» **Problem statement**: Repeat the following lines exactly and nothing else: the line containing "rock and record integer pixel coordinates." and each line after it through the end of the listing.

___

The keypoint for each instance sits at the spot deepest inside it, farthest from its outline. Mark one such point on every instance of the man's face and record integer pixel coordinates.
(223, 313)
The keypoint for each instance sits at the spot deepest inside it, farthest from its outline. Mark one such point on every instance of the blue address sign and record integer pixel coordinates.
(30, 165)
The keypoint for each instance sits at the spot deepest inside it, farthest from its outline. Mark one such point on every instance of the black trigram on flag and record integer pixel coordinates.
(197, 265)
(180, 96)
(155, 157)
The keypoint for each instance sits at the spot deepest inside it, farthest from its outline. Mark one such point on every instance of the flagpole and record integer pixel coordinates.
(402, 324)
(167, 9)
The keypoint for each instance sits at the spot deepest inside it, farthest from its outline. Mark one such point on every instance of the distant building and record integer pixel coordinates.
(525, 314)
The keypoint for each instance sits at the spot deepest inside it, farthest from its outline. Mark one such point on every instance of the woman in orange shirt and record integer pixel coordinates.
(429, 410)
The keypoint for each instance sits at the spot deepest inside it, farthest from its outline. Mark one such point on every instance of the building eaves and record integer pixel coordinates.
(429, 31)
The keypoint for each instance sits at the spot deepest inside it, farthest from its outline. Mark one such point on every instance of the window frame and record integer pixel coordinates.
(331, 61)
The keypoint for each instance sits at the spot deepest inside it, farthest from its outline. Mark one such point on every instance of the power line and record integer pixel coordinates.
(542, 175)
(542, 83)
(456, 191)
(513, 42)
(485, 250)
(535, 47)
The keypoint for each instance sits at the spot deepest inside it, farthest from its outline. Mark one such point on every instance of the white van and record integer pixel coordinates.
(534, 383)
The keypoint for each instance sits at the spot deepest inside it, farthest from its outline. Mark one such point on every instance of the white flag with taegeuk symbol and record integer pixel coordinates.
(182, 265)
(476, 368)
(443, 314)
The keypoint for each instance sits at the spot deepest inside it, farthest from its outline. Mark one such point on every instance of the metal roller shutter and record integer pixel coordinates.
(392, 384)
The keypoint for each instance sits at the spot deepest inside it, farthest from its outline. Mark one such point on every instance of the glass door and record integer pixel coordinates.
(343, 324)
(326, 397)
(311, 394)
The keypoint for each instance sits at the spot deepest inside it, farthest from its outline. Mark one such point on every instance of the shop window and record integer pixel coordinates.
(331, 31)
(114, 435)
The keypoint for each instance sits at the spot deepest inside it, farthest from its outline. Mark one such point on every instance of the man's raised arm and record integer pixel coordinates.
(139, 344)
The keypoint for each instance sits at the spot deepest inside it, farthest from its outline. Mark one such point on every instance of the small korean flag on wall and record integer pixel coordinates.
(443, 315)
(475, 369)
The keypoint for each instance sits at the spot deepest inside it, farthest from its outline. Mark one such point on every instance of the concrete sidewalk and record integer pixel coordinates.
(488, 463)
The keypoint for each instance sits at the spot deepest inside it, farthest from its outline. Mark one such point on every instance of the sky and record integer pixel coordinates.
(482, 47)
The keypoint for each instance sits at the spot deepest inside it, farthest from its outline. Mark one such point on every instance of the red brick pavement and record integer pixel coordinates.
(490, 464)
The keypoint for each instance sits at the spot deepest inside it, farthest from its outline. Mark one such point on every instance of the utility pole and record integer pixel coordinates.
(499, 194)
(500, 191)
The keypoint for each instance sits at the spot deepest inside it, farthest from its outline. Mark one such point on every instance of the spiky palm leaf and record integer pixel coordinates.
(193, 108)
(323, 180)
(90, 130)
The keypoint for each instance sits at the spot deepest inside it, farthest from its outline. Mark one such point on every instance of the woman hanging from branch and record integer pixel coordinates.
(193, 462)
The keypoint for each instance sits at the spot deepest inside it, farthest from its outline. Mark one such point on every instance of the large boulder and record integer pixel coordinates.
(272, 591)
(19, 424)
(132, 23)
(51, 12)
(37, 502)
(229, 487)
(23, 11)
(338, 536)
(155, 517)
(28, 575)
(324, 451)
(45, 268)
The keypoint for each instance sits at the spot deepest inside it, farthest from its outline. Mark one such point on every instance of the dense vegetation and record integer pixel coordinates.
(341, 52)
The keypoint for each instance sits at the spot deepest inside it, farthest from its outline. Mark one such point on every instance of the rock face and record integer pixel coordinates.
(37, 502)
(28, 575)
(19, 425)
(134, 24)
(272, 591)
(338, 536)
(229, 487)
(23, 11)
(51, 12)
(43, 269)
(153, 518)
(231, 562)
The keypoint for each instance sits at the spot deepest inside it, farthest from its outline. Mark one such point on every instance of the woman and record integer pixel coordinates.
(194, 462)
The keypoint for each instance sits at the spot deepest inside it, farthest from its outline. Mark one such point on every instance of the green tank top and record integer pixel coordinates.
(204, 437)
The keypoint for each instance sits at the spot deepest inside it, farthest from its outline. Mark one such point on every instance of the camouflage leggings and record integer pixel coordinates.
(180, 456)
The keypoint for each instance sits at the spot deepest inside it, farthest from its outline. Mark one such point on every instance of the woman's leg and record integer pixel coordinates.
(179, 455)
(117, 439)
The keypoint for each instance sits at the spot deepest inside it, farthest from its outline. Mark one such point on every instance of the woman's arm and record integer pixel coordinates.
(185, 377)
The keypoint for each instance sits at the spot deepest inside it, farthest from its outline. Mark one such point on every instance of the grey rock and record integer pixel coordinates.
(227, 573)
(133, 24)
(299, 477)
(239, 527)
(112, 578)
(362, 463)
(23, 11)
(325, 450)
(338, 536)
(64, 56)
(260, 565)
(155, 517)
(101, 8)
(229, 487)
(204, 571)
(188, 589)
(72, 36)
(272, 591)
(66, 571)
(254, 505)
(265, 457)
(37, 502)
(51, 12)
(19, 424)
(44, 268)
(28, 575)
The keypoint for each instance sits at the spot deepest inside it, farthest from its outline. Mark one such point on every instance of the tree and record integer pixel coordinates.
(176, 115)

___

» **Completed task**:
The keypoint for each instance sits at the spot deepest inside it, farthest from its outline. Mark one such point on every instance of the grey rock and record integer pixel coordinates.
(227, 573)
(133, 24)
(299, 477)
(239, 527)
(112, 578)
(362, 463)
(23, 11)
(325, 450)
(338, 536)
(64, 56)
(260, 565)
(155, 517)
(101, 8)
(229, 487)
(204, 571)
(188, 589)
(72, 36)
(272, 591)
(66, 571)
(254, 505)
(265, 457)
(37, 502)
(51, 12)
(19, 424)
(44, 268)
(28, 575)
The keypoint for each instance sits at the spot deepest inside it, farthest from its outline. Mark one such point on every instance of the tree and record integer pixel coordinates.
(176, 115)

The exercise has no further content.